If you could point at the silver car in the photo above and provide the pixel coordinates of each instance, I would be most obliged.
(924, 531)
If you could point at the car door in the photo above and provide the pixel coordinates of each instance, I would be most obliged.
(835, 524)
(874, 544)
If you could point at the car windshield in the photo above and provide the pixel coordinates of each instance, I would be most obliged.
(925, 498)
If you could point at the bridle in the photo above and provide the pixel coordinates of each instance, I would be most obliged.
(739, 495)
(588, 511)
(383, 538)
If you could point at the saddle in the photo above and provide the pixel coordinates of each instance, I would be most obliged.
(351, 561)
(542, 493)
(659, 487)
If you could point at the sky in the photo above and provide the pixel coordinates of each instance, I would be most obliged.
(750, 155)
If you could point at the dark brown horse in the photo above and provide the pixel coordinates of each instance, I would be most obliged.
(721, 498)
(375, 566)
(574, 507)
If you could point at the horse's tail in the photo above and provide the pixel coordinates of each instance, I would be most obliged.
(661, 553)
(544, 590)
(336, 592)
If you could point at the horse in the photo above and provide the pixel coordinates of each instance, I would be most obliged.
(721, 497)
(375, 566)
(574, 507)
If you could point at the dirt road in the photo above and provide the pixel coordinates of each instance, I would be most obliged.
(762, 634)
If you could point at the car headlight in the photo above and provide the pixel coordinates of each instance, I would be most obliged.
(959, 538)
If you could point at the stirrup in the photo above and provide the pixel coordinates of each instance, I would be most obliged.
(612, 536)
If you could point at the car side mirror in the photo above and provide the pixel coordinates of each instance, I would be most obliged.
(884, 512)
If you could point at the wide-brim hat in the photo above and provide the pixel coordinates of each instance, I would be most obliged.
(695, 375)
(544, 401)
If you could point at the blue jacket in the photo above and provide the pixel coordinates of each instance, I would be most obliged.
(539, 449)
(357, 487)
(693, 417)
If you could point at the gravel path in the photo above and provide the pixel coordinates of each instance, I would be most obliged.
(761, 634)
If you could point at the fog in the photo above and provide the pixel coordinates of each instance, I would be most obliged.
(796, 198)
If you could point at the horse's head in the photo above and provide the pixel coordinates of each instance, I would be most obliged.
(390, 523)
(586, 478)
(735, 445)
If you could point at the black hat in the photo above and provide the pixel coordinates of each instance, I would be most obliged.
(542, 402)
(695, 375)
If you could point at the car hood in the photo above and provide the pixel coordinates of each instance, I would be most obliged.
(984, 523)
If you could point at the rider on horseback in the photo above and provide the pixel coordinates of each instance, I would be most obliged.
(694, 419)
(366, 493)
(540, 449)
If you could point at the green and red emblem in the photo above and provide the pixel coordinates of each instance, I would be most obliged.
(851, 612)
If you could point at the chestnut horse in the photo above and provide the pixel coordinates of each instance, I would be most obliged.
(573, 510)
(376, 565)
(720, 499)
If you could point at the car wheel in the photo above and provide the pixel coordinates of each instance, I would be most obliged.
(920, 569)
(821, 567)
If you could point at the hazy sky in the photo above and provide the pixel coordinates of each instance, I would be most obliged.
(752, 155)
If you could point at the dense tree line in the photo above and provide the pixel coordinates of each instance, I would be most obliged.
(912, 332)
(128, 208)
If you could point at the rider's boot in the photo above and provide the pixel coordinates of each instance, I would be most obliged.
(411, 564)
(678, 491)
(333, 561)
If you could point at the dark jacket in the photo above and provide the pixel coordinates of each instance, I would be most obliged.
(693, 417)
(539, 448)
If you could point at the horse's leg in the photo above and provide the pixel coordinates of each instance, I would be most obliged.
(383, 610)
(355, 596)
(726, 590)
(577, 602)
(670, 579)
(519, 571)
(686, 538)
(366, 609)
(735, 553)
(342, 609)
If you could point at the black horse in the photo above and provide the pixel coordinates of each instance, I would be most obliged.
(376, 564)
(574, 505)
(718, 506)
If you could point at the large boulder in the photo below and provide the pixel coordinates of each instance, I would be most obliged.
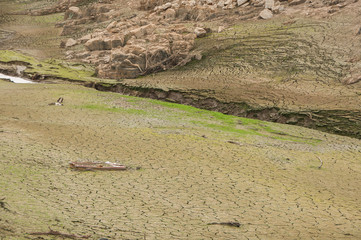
(200, 32)
(72, 13)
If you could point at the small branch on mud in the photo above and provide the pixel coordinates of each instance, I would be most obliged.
(231, 224)
(319, 167)
(3, 205)
(56, 233)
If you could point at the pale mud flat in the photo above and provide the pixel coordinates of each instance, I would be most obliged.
(14, 79)
(190, 175)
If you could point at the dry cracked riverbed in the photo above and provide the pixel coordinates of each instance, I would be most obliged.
(197, 167)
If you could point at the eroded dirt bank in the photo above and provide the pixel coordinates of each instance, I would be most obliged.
(198, 167)
(293, 68)
(341, 122)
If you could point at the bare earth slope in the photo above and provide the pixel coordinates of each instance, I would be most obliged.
(300, 67)
(197, 167)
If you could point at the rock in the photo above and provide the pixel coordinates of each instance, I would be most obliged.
(221, 28)
(266, 14)
(70, 42)
(220, 4)
(72, 13)
(142, 31)
(269, 4)
(352, 80)
(170, 13)
(200, 32)
(296, 2)
(97, 44)
(241, 2)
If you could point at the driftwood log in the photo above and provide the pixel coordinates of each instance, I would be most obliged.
(56, 233)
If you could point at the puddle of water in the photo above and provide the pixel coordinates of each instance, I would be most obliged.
(15, 79)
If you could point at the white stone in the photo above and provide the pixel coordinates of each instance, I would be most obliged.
(269, 4)
(241, 2)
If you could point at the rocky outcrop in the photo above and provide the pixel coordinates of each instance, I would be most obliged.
(155, 39)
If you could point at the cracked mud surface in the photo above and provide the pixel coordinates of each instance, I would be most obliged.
(198, 167)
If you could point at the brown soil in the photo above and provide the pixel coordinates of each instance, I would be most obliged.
(196, 170)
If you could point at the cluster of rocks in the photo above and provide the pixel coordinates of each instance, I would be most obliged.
(61, 6)
(152, 40)
(127, 49)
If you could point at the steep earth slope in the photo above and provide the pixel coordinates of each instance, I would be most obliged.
(300, 65)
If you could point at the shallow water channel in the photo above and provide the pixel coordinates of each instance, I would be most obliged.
(15, 79)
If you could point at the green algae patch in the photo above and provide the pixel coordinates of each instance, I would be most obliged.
(52, 68)
(112, 109)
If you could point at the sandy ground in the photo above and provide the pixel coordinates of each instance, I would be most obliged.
(190, 174)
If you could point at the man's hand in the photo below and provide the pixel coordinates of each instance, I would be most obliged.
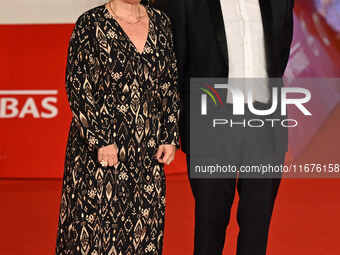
(166, 154)
(108, 154)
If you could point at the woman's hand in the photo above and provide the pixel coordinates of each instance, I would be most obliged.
(108, 154)
(166, 154)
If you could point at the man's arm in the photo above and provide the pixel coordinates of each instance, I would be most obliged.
(177, 14)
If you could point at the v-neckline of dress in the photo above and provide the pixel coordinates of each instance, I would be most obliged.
(126, 35)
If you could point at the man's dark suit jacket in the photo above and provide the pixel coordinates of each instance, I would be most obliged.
(202, 51)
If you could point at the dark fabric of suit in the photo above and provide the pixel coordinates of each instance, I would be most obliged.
(202, 51)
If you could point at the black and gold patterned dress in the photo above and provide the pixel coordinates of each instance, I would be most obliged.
(117, 96)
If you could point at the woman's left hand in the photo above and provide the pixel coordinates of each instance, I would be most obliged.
(166, 154)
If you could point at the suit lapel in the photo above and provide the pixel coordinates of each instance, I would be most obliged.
(267, 20)
(217, 20)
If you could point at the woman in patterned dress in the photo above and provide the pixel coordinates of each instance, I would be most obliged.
(121, 83)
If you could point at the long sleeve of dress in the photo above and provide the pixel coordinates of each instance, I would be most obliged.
(170, 97)
(82, 73)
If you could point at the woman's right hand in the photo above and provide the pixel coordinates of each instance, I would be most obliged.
(108, 154)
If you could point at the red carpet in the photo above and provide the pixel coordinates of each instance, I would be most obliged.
(305, 219)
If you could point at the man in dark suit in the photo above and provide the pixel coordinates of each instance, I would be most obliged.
(238, 39)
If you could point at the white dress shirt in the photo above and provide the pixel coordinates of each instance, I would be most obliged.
(246, 47)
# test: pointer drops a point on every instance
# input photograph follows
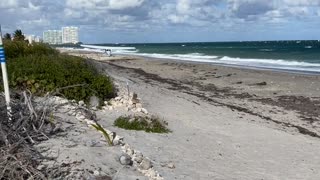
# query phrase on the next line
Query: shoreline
(230, 65)
(226, 122)
(117, 55)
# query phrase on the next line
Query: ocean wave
(247, 62)
(198, 57)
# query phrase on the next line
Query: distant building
(37, 39)
(70, 35)
(52, 37)
(29, 38)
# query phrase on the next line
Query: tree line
(16, 36)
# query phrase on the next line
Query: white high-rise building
(70, 35)
(52, 37)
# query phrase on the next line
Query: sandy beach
(226, 122)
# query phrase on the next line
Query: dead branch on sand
(29, 125)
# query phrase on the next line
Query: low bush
(141, 123)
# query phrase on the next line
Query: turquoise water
(285, 55)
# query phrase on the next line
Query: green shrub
(140, 123)
(42, 69)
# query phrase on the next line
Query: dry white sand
(216, 135)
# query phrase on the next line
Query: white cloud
(8, 4)
(124, 4)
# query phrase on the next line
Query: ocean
(299, 56)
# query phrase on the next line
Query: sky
(146, 21)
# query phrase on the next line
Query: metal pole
(5, 76)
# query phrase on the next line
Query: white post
(5, 76)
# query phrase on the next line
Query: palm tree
(7, 36)
(18, 35)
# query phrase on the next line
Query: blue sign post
(5, 76)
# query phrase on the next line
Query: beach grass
(41, 69)
(140, 123)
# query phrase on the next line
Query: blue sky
(124, 21)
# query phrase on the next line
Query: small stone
(94, 101)
(118, 140)
(138, 105)
(96, 173)
(171, 166)
(41, 167)
(143, 110)
(138, 157)
(131, 120)
(81, 103)
(130, 152)
(80, 117)
(145, 164)
(125, 160)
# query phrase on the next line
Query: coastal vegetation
(142, 123)
(41, 69)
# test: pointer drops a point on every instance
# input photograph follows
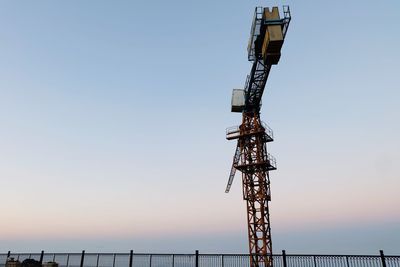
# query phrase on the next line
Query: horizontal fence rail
(200, 260)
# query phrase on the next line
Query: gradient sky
(113, 117)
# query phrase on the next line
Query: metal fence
(201, 260)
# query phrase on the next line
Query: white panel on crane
(237, 100)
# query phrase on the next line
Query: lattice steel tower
(251, 157)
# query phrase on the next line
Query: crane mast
(251, 157)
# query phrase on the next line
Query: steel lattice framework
(251, 157)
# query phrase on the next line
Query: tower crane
(251, 158)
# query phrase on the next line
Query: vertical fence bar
(130, 258)
(41, 257)
(82, 258)
(284, 258)
(382, 258)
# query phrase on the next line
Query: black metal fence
(201, 260)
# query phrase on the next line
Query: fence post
(284, 258)
(82, 258)
(197, 258)
(382, 258)
(130, 258)
(41, 257)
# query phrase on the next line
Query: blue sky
(113, 117)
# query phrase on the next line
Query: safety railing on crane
(234, 132)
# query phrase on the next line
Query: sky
(113, 118)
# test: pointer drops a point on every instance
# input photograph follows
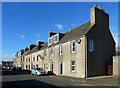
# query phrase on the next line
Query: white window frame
(50, 39)
(60, 50)
(73, 47)
(90, 46)
(73, 65)
(52, 51)
(57, 35)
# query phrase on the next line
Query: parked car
(16, 69)
(38, 71)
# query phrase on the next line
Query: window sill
(73, 71)
(74, 52)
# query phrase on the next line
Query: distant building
(7, 63)
(82, 52)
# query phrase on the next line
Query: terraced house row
(81, 52)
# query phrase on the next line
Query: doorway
(61, 68)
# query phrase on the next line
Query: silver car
(38, 71)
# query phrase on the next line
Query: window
(90, 45)
(56, 38)
(36, 66)
(33, 58)
(26, 59)
(73, 66)
(50, 40)
(37, 58)
(60, 50)
(26, 67)
(73, 47)
(52, 51)
(29, 59)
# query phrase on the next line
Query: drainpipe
(85, 56)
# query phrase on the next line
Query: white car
(38, 71)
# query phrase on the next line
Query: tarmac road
(15, 80)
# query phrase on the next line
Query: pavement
(17, 80)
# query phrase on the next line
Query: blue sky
(25, 23)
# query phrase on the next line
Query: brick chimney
(51, 34)
(31, 46)
(39, 43)
(98, 15)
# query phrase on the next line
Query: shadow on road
(27, 83)
(9, 72)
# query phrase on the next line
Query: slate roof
(73, 33)
(76, 32)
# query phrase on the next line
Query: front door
(61, 68)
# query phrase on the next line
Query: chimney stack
(98, 15)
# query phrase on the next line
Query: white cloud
(37, 35)
(7, 56)
(59, 26)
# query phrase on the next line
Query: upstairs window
(29, 59)
(33, 58)
(60, 49)
(52, 51)
(90, 45)
(73, 47)
(50, 40)
(73, 66)
(56, 38)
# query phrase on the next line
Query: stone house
(82, 52)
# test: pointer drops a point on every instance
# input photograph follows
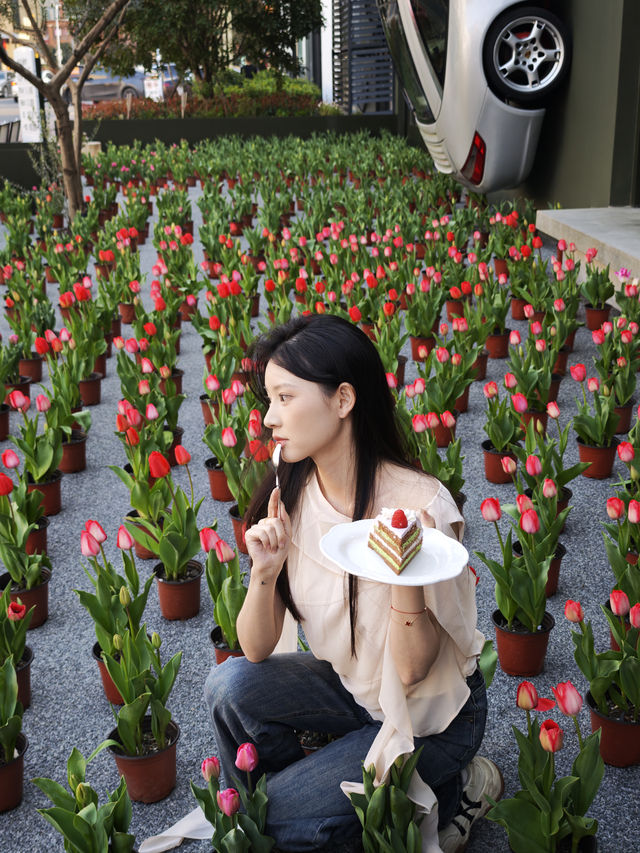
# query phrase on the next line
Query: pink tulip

━━━

§ Work request: In the copy, include exactly the lines from the one containing "Query: slate roof" through the last line of the records, and no pictures or other text.

§ Task output:
Query: slate roof
(73, 33)
(76, 32)
# query phrase on the next line
Query: front door
(61, 68)
# query phrase on the next line
Query: chimney stack
(98, 15)
# query phrase on the next line
Query: white cloud
(37, 35)
(7, 56)
(59, 26)
# query phrase on the next line
Query: upstairs window
(29, 59)
(33, 58)
(60, 49)
(52, 51)
(90, 45)
(73, 47)
(50, 40)
(73, 66)
(56, 38)
# query phrase on the next line
Query: stone house
(82, 52)
# test: pointer drops a point on every instance
# input photograph follows
# query phrase on the next line
Query: pink tulip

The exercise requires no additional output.